══ Task input ══
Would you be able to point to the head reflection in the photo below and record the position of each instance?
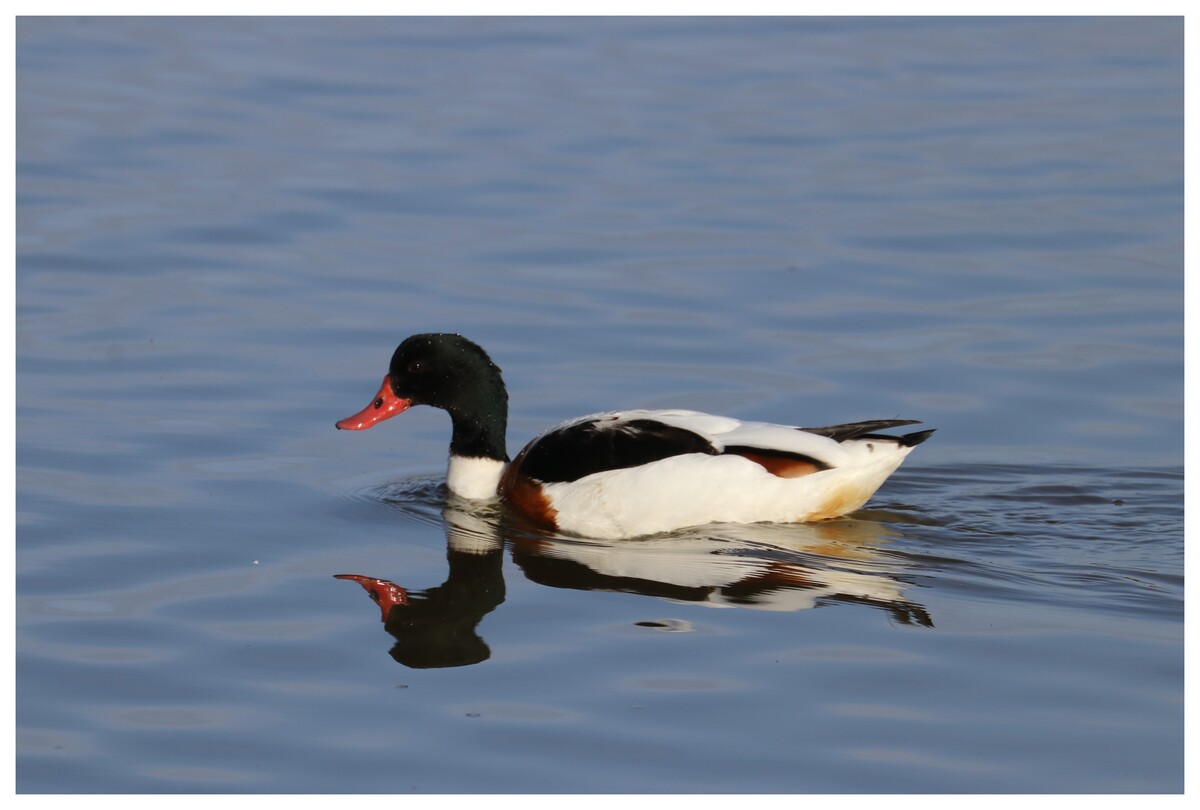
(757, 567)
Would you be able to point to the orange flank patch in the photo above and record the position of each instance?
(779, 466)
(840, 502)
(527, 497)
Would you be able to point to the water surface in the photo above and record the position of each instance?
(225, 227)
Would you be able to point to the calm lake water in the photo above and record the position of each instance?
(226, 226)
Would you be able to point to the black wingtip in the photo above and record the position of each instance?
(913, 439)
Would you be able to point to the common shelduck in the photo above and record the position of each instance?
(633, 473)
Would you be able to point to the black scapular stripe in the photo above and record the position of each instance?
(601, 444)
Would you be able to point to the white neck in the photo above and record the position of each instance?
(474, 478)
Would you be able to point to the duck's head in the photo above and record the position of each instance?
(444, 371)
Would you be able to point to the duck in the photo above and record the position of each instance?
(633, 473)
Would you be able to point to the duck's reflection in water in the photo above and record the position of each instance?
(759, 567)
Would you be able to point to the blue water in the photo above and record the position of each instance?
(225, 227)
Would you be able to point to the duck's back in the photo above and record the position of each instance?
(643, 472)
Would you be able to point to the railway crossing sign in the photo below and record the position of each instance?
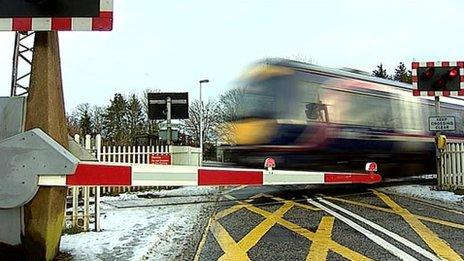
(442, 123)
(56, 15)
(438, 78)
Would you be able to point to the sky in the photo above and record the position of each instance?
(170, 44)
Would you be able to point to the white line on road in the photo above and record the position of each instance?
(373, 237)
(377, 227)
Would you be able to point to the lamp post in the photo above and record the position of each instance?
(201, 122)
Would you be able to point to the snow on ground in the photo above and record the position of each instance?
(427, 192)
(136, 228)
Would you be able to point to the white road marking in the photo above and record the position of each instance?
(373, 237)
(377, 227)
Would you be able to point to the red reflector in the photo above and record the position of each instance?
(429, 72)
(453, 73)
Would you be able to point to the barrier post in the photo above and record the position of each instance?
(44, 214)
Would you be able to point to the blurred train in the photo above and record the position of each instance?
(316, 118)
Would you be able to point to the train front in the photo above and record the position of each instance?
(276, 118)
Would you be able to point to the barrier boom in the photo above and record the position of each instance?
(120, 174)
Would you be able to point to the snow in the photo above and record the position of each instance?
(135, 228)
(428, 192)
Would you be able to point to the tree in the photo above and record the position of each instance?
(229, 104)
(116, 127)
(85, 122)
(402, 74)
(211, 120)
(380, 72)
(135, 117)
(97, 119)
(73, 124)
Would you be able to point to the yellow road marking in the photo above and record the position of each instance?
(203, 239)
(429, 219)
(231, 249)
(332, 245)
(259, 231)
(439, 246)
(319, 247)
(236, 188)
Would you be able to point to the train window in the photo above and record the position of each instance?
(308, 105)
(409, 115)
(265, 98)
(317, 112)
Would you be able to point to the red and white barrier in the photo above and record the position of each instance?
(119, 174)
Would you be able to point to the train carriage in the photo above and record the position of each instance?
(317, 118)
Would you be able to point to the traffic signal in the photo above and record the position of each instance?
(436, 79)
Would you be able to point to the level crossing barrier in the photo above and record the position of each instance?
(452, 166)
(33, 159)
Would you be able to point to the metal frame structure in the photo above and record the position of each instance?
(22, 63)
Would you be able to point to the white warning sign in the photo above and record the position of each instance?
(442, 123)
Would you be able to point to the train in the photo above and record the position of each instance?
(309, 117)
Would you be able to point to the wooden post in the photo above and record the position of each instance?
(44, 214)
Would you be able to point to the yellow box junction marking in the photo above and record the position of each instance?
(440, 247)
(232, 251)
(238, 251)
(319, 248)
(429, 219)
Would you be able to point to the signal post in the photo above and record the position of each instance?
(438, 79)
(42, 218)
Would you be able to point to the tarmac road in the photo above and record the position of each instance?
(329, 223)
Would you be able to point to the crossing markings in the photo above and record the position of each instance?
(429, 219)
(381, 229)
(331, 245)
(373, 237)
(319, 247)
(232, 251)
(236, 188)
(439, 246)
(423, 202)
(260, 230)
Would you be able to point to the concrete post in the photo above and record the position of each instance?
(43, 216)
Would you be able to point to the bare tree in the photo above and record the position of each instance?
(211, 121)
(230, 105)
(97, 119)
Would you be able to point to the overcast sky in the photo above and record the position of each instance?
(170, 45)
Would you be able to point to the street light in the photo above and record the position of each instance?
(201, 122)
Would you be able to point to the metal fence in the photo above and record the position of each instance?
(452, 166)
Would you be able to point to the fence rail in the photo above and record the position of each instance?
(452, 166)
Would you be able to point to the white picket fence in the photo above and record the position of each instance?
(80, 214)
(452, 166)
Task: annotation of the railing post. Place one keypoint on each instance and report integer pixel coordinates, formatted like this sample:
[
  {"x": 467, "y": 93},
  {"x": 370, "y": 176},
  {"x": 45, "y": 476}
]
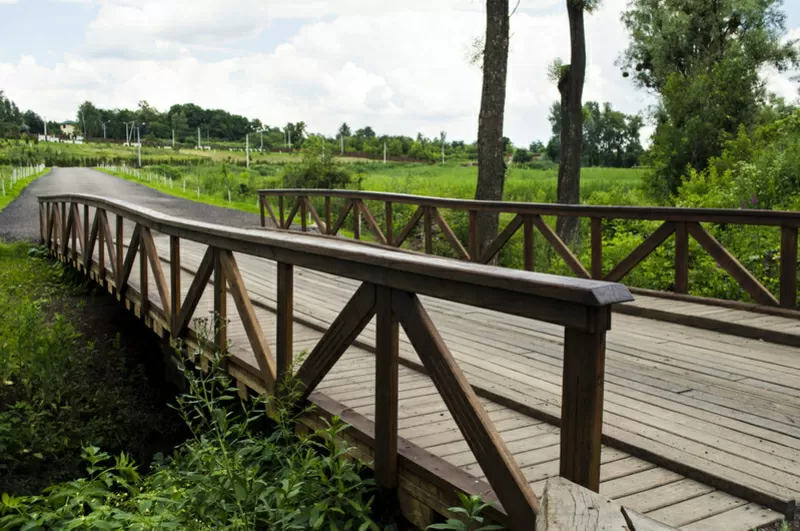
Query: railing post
═══
══ Task input ══
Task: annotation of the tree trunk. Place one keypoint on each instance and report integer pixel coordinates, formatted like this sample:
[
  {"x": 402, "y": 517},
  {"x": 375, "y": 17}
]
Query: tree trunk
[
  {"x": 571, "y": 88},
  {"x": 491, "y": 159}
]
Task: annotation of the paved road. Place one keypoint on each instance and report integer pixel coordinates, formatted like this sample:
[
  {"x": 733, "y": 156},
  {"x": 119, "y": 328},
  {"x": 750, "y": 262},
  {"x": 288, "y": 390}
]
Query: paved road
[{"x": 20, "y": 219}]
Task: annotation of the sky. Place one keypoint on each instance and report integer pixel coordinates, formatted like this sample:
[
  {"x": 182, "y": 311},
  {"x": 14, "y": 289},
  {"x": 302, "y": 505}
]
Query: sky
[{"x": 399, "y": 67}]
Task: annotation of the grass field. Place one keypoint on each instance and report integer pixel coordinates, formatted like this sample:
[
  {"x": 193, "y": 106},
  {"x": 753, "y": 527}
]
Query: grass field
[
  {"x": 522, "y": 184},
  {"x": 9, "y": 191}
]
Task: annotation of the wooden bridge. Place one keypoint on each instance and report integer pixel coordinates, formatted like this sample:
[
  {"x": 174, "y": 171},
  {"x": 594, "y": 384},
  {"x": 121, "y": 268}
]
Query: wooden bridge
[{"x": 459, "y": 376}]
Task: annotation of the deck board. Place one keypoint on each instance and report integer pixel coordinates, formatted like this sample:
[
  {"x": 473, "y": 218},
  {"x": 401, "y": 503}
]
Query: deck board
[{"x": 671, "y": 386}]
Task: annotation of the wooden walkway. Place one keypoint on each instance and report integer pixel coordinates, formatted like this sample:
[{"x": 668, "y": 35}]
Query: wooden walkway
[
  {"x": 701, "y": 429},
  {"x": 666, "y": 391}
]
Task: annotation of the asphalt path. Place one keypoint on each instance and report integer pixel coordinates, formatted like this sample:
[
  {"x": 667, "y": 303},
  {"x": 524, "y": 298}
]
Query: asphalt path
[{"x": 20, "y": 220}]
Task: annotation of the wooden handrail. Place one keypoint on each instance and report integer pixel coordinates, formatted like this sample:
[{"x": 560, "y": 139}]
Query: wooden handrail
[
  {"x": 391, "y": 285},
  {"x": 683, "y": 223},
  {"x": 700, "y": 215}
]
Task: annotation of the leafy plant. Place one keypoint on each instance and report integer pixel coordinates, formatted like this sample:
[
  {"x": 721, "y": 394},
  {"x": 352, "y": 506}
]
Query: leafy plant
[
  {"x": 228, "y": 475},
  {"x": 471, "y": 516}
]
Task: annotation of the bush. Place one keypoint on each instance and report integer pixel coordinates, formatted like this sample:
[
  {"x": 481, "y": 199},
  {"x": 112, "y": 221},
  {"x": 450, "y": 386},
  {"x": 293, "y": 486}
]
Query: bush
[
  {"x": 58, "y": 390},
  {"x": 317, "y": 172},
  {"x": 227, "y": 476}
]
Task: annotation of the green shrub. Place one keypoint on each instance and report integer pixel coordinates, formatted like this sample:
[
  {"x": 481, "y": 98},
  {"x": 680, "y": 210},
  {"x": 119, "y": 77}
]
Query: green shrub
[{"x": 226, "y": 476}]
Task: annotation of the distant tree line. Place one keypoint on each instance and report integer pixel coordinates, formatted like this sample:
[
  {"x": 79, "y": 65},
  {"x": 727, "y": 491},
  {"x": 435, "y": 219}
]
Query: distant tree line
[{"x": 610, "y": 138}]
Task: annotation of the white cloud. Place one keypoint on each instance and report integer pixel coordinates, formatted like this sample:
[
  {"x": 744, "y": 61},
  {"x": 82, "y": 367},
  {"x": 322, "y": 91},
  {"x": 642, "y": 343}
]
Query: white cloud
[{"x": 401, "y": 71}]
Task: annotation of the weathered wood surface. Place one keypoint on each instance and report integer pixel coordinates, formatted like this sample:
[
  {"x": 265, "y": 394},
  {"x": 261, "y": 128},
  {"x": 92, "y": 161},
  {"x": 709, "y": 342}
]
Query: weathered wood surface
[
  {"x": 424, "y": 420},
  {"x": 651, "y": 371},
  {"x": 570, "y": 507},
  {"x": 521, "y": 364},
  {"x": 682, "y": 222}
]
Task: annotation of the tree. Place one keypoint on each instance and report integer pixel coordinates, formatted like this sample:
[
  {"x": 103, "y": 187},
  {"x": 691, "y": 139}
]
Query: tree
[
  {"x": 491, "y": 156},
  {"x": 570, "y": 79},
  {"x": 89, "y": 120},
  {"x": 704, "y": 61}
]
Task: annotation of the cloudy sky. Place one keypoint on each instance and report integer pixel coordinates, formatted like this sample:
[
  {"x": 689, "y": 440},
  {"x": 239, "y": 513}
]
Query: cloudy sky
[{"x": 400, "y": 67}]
═══
◆ What is being asked
Would you copy every line of the entries that includes the word "railing"?

◆ Solution to the problem
Task: annotation of the railing post. Place one keypoint on each instance and report integer pixel coordinates, formatted like this sample:
Query: railing post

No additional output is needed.